:: DATA PROVIDED ::

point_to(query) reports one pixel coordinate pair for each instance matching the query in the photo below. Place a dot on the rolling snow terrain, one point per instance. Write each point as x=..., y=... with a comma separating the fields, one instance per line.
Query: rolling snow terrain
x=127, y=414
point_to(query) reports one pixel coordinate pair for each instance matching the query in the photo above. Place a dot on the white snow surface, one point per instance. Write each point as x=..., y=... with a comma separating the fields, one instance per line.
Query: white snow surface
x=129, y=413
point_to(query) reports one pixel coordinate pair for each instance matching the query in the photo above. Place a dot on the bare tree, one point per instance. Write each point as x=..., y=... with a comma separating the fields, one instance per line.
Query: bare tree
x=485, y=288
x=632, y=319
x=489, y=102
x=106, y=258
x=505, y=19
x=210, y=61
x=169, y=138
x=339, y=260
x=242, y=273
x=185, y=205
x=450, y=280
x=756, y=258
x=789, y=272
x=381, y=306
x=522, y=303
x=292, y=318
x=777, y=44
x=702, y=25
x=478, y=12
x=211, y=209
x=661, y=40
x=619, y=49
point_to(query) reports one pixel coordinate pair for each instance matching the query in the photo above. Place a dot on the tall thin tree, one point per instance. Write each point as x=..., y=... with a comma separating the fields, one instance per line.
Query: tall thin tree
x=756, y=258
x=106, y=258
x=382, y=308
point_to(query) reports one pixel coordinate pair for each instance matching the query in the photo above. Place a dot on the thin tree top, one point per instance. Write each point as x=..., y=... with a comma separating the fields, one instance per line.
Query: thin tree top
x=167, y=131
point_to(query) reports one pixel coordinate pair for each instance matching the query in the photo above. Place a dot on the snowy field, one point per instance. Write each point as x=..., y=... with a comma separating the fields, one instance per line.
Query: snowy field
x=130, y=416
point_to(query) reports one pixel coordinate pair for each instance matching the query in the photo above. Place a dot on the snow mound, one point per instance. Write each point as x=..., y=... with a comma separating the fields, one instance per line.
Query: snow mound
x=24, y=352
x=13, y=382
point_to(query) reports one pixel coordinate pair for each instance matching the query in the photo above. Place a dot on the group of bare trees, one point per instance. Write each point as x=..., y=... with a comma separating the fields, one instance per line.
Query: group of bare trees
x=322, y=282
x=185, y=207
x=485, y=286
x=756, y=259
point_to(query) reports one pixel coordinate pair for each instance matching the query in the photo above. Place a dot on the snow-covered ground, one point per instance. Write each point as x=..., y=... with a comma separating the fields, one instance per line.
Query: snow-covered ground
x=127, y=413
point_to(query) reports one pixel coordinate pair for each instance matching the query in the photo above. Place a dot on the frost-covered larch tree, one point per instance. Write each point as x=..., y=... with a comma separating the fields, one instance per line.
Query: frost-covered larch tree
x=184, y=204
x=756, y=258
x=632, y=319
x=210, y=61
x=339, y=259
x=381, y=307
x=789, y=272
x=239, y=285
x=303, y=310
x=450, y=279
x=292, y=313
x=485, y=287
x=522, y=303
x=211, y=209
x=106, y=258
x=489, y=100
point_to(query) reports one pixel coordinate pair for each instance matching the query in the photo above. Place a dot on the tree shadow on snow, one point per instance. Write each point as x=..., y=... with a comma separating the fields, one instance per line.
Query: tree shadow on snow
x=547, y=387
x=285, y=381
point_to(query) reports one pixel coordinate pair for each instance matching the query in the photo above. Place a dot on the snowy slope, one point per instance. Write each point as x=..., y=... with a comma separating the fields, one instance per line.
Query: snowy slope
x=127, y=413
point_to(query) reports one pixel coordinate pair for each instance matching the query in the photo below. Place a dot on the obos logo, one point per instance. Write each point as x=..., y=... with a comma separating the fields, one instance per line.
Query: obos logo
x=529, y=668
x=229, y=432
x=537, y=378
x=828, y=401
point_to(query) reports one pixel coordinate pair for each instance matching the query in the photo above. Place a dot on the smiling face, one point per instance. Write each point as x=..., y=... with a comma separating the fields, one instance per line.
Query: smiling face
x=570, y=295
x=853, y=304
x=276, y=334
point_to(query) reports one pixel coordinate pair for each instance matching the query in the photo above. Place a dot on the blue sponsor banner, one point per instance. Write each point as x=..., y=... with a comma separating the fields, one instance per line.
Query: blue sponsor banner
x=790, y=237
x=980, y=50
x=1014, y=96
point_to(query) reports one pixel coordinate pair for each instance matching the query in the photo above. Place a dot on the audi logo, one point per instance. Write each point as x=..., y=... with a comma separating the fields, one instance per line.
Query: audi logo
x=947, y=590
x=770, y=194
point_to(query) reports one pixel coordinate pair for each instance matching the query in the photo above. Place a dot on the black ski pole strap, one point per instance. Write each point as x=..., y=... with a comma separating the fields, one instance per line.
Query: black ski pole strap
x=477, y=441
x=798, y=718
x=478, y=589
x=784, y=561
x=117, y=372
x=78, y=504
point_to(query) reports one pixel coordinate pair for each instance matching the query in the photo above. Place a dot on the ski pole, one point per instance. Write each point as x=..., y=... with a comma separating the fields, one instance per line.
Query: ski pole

:::

→ WRITTEN TASK
Copy the lines starting at the one that contains "on the tall" and stopping after the one that contains "x=382, y=308". Keep all their wording, but increase every answer coordinate by 127.

→ FULL ANSWER
point_to(query) reports one pixel coordinate pair for each instance matching the query in the photo above. Place a dot on the tall thin tree, one point per instance. Write each point as x=..., y=... with a comma separating the fields, one instance per line.
Query: tall thin tree
x=883, y=385
x=233, y=385
x=509, y=435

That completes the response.